(Region pointing data)
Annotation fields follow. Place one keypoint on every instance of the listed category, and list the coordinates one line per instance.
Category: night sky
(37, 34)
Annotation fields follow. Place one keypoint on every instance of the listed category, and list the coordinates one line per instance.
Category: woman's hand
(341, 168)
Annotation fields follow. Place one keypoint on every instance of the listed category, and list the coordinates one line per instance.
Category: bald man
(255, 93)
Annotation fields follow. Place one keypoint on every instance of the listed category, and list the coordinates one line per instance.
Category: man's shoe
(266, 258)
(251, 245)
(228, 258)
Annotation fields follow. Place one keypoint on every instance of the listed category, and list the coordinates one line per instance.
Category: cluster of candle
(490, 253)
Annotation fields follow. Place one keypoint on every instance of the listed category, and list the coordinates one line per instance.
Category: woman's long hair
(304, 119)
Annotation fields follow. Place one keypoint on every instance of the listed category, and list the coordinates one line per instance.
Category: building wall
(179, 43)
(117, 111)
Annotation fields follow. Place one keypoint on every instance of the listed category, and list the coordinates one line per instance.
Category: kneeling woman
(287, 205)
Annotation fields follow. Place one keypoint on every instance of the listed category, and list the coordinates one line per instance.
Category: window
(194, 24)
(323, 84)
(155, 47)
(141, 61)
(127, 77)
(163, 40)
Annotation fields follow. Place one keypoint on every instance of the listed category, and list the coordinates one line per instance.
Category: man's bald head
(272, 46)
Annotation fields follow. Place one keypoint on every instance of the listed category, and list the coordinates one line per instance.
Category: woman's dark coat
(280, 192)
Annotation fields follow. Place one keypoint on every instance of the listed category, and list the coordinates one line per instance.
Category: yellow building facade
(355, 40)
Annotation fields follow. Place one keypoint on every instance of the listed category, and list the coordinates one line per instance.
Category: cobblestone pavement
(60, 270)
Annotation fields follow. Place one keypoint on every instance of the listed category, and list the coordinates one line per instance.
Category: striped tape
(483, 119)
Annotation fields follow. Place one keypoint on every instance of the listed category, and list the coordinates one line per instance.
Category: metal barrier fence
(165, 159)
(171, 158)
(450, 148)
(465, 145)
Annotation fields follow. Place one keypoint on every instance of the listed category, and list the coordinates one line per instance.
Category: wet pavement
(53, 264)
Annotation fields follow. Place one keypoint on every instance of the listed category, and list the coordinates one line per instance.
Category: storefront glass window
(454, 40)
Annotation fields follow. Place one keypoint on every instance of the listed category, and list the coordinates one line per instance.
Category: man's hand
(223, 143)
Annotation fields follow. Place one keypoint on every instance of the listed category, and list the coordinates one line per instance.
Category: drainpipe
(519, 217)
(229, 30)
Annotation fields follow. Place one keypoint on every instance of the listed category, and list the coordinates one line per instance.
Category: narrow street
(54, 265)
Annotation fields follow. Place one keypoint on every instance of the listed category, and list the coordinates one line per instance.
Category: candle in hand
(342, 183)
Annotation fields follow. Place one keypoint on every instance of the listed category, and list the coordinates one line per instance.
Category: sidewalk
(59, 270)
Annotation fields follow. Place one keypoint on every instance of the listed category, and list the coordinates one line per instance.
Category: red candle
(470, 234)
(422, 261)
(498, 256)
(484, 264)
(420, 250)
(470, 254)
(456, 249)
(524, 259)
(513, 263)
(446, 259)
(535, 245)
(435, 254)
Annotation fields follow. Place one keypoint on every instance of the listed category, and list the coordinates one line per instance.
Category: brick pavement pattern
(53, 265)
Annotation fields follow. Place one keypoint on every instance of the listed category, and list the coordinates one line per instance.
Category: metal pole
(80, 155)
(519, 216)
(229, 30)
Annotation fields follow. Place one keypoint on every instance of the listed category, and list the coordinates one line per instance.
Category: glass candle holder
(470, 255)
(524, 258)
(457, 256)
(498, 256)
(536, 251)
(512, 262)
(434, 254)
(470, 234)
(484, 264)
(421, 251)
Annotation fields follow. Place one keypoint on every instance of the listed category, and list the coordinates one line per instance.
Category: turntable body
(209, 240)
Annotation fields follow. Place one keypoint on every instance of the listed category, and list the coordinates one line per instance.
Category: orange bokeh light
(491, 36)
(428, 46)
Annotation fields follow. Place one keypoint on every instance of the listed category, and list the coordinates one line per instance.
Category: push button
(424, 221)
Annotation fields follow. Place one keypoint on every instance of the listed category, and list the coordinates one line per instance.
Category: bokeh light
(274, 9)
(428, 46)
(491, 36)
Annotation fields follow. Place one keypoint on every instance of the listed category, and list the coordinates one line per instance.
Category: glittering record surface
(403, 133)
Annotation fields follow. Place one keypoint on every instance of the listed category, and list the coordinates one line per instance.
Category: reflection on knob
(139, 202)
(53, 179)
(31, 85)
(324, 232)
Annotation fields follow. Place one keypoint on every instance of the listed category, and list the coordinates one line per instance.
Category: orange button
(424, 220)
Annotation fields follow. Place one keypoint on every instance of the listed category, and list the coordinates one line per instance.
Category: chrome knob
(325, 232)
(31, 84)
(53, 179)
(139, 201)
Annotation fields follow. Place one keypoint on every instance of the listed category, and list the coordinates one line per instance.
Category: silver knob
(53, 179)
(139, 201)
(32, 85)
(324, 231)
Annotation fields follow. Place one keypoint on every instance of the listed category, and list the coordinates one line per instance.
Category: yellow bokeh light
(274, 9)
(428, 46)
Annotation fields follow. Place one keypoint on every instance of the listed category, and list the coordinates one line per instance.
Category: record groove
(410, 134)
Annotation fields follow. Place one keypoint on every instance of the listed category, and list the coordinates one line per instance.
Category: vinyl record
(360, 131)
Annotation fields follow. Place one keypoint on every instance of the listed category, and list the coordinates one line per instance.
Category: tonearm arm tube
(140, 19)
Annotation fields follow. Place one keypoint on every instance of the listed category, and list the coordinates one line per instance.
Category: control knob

## [TASK DIRECTIONS]
Each record above is to be restated word for word.

## [SOLUTION FOR THIS EXERCISE]
Annotation fields follow. Place one keypoint on every instance of the listed category, and list the coordinates one line per instance.
Category: night sky
(37, 34)
Annotation fields follow. Place one keypoint on every instance of the listed category, and list the coordinates one line per instance.
Category: woman's hand
(341, 168)
Annotation fields follow. Place one keypoint on every instance of the listed category, and list the coordinates one line per instance.
Category: bald man
(255, 93)
Annotation fields follow. Place one keypoint on every instance of the listed category, and list the coordinates one line per instance.
Category: man's shoe
(266, 258)
(251, 245)
(228, 258)
Annotation fields follow. Place one keypoint on every instance of the listed category, and list the coordinates one line per instance.
Category: cluster of candle
(490, 253)
Annotation fields follow. Place one keypoint on every instance of the listed category, and list the coordinates one line per instance.
Category: woman's long hair
(304, 119)
Annotation fields follow. Place one keypoint on every instance of the listed category, and list the coordinates one line per instance.
Category: building wall
(179, 43)
(117, 111)
Annotation fields follow. Place one keypoint on every instance of the listed category, and list the coordinates one line per instance.
Category: kneeling woman
(287, 205)
Annotation fields follow. Place one keypoint on every instance of the listed category, and list the coordinates one line per instance.
Category: window
(194, 24)
(323, 84)
(155, 47)
(141, 61)
(127, 77)
(163, 40)
Annotation fields follow. Place one keypoint on every instance of the listed category, and list the coordinates one line per instance.
Category: man's bald head
(272, 46)
Annotation fields follow. Place one keypoint on every instance of the listed category, and list the coordinates one line per instance.
Category: woman's dark coat
(280, 192)
Annotation fields follow. Place one keypoint on every instance of the listed category, and list the coordinates one line per instance.
Category: yellow building facade
(355, 40)
Annotation fields follow. Place one keypoint on every instance of the listed category, and list the coordinates one line per instance.
Category: cobblestone pavement
(60, 270)
Annotation fields follow. Place one keypoint on every instance of the listed category, and list the coordinates one line per instance.
Category: striped tape
(483, 119)
Annotation fields follow. Place one keypoint on every instance of the listed category, and list the coordinates one line per instance.
Category: metal barrier fence
(165, 159)
(171, 158)
(450, 148)
(465, 145)
Annotation fields follow. Place one keypoint on every instance of the listed category, and list the coordinates one line per instance.
Category: wet pavement
(53, 264)
Annotation fields follow. Place one keypoint on every instance of the listed category, and list the coordinates one line per instance.
Category: storefront glass window
(454, 40)
Annotation fields follow. Place one keypoint on every instance of the listed category, and list the coordinates one line per instance.
Category: man's hand
(223, 143)
Annotation fields follow. Place one keypoint on every instance of the listed category, and list the coordinates one line per instance.
Category: drainpipe
(519, 217)
(229, 30)
Annotation fields follow. Place one keypoint on every instance of the listed category, and list the coordinates one line per instance.
Category: narrow street
(54, 265)
Annotation fields follow. Place one keypoint on every instance of the listed category, and list the coordinates one line per instance.
Category: candle in hand
(342, 183)
Annotation fields follow. Place one keypoint on every instance of the listed category, and list the coordinates one line per instance.
Category: sidewalk
(59, 270)
Annotation fields follow. Place one keypoint on every instance of the listed category, and list the coordinates one line per instance.
Category: red candle
(470, 234)
(422, 261)
(498, 256)
(484, 264)
(420, 250)
(470, 254)
(456, 249)
(524, 259)
(513, 263)
(446, 259)
(535, 245)
(435, 254)
Annotation fields follow. Place one keypoint on every instance of the listed category, and list the coordinates one line per instance.
Category: brick pavement pattern
(53, 265)
Annotation fields follow. Place one keypoint on every instance of the listed category, and list the coordinates one line per instance.
Category: metal pole
(80, 155)
(519, 216)
(229, 30)
Annotation fields follow. Place one keypoint on every instance of the listed category, and list the coordinates one line per instance.
Category: glass candle holder
(470, 255)
(524, 258)
(457, 256)
(498, 256)
(536, 251)
(512, 262)
(434, 254)
(470, 234)
(484, 264)
(421, 251)
Annotation fields follow. Place one keypoint on every instance of the listed category, and list the coordinates one line per instance.
Category: turntable body
(209, 240)
Annotation fields follow. Place one keypoint on every instance of the listed category, and list the coordinates one line per instance.
Category: orange bokeh light
(491, 36)
(428, 46)
Annotation fields follow. Place one keypoint on every instance of the listed category, and list the coordinates one line per instance.
Category: push button
(424, 221)
Annotation fields follow. Place one keypoint on every instance of the listed category, and list the coordinates one line per instance.
Category: bokeh light
(274, 9)
(428, 46)
(491, 36)
Annotation fields follow. Place one keypoint on every instance of the listed category, and list the coordinates one line per instance.
Category: glittering record surface
(403, 133)
Annotation fields follow. Place one keypoint on every instance of the listed category, and list the coordinates one line per instance.
Category: reflection on knob
(139, 202)
(53, 179)
(31, 85)
(324, 232)
Annotation fields follow. Place one keypoint on every instance of the listed category, and list the coordinates one line per instance.
Category: orange button
(424, 220)
Annotation fields follow. Place one keypoint on every instance of the listed category, and list the coordinates one line per instance.
Category: chrome knob
(325, 232)
(31, 84)
(53, 179)
(139, 201)
Annotation fields follow. Place one keypoint on every instance of the listed category, and list the coordinates one line per instance.
Category: silver knob
(53, 179)
(139, 201)
(32, 85)
(324, 231)
Annotation fields follow. Place one keypoint on every instance of the listed category, and list the coordinates one line per instance.
Category: yellow bokeh light
(274, 9)
(428, 46)
Annotation fields follow. Place one keypoint on every instance of the listed category, and list the coordinates one line per instance.
Category: record groove
(410, 134)
Annotation fields follow. Place one keypoint on every instance of the listed category, and list the coordinates one line per instance.
Category: vinyl record
(360, 131)
Annotation fields follow. Place one keypoint on every instance of the listed category, and list the coordinates one line per instance.
Category: tonearm arm tube
(140, 19)
Annotation fields follow. Place one keypoint on every instance of the listed category, and list the coordinates one line per instance.
Category: control knob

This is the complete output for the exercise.